__WRITTEN EXERCISE__. Can you reproduce every line of the data from the line with "Exercise. Indicate the skillet rim" to the line with "x=356, y=698", both lines included, shifting each x and y coordinate in the answer points by -142 and leaving all other lines unchanged?

__MATERIAL__.
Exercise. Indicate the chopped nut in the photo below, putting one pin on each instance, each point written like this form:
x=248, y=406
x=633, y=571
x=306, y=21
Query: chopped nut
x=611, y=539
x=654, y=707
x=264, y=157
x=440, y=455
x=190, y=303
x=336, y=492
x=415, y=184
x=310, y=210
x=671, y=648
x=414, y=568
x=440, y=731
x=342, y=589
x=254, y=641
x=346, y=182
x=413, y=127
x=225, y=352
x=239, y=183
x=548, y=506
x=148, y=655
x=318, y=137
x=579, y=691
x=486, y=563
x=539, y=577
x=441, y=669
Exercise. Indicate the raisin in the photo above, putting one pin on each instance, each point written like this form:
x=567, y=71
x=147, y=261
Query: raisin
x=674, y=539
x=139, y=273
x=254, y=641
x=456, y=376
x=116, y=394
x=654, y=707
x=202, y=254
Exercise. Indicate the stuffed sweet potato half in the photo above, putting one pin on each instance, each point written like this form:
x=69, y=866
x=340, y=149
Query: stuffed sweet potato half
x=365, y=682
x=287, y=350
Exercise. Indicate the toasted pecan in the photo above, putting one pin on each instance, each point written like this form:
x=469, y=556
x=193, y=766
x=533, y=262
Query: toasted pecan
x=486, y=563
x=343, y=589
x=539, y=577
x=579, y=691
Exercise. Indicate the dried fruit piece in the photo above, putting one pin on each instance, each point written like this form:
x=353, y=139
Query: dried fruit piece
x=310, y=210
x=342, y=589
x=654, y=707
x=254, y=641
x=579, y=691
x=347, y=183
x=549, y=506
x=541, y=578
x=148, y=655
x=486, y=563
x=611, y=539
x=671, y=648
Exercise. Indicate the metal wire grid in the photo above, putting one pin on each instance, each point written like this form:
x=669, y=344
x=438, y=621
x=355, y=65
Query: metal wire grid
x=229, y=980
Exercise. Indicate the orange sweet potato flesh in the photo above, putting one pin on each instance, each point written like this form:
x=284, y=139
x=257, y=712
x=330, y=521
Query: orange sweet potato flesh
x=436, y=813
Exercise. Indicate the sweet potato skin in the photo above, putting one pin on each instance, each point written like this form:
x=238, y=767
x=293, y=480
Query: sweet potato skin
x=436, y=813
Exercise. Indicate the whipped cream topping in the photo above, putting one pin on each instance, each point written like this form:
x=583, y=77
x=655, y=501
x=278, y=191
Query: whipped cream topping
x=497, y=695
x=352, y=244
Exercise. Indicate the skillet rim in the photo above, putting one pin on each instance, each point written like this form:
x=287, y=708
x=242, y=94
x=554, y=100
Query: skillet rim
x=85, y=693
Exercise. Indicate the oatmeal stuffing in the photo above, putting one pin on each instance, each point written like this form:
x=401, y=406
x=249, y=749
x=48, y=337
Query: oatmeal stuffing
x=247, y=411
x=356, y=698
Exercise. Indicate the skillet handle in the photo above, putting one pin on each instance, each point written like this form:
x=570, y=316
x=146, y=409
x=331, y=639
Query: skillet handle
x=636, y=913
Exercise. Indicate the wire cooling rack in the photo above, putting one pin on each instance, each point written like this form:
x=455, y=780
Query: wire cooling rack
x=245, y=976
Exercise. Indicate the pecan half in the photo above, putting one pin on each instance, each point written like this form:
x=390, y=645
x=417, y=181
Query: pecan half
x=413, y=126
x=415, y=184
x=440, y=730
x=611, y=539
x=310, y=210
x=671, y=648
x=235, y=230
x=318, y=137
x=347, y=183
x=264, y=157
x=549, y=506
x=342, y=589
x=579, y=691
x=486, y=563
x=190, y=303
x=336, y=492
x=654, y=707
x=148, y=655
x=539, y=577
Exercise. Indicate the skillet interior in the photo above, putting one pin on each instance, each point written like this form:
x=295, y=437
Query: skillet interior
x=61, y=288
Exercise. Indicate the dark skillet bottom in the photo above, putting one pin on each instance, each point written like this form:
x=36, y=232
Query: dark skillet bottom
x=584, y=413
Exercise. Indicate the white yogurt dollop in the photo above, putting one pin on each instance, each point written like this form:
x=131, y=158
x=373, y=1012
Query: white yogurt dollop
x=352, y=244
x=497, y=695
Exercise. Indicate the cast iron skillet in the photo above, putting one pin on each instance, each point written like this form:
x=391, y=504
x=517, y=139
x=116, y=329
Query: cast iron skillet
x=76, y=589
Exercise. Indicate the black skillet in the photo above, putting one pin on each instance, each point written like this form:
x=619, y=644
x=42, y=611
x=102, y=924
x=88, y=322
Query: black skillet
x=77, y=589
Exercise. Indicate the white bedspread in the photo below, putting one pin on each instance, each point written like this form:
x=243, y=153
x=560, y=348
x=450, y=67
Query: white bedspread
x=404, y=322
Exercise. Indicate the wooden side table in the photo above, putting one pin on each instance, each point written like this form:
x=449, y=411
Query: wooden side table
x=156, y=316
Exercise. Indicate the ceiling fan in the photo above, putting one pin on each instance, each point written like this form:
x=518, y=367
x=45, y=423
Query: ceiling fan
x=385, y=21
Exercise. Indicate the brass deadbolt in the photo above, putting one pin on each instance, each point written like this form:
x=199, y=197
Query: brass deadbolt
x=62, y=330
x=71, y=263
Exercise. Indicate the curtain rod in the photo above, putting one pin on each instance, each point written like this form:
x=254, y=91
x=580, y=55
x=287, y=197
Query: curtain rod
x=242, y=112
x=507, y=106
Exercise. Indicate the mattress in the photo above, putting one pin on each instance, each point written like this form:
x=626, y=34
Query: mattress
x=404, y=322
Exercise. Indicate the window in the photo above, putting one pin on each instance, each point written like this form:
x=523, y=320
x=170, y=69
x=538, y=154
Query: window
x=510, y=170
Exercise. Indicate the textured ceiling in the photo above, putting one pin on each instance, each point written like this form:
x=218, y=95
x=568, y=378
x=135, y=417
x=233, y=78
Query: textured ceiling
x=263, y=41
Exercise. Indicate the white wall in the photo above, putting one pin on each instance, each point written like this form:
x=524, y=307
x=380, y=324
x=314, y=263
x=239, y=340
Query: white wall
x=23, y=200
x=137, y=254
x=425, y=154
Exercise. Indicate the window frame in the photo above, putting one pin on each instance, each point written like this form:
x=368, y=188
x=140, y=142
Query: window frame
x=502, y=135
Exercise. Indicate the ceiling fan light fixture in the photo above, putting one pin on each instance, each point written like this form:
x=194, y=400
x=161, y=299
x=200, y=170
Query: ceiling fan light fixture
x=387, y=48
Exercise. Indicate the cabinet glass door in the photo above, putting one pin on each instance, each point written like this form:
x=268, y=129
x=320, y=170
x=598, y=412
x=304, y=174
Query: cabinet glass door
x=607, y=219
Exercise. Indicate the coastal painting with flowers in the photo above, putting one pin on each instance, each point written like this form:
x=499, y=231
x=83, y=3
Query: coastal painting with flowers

__THE RESULT__.
Exercise. Indicate the skillet rim in the photo above, putting one pin on each instance, each point written like this form:
x=287, y=708
x=242, y=94
x=554, y=100
Query: skillet rim
x=-57, y=551
Exercise. Indicate the oatmeal stuffing in the photo above, putting one pin on each instance, each point written like this form:
x=401, y=406
x=249, y=749
x=48, y=337
Query: oatmeal stuffing
x=105, y=269
x=214, y=556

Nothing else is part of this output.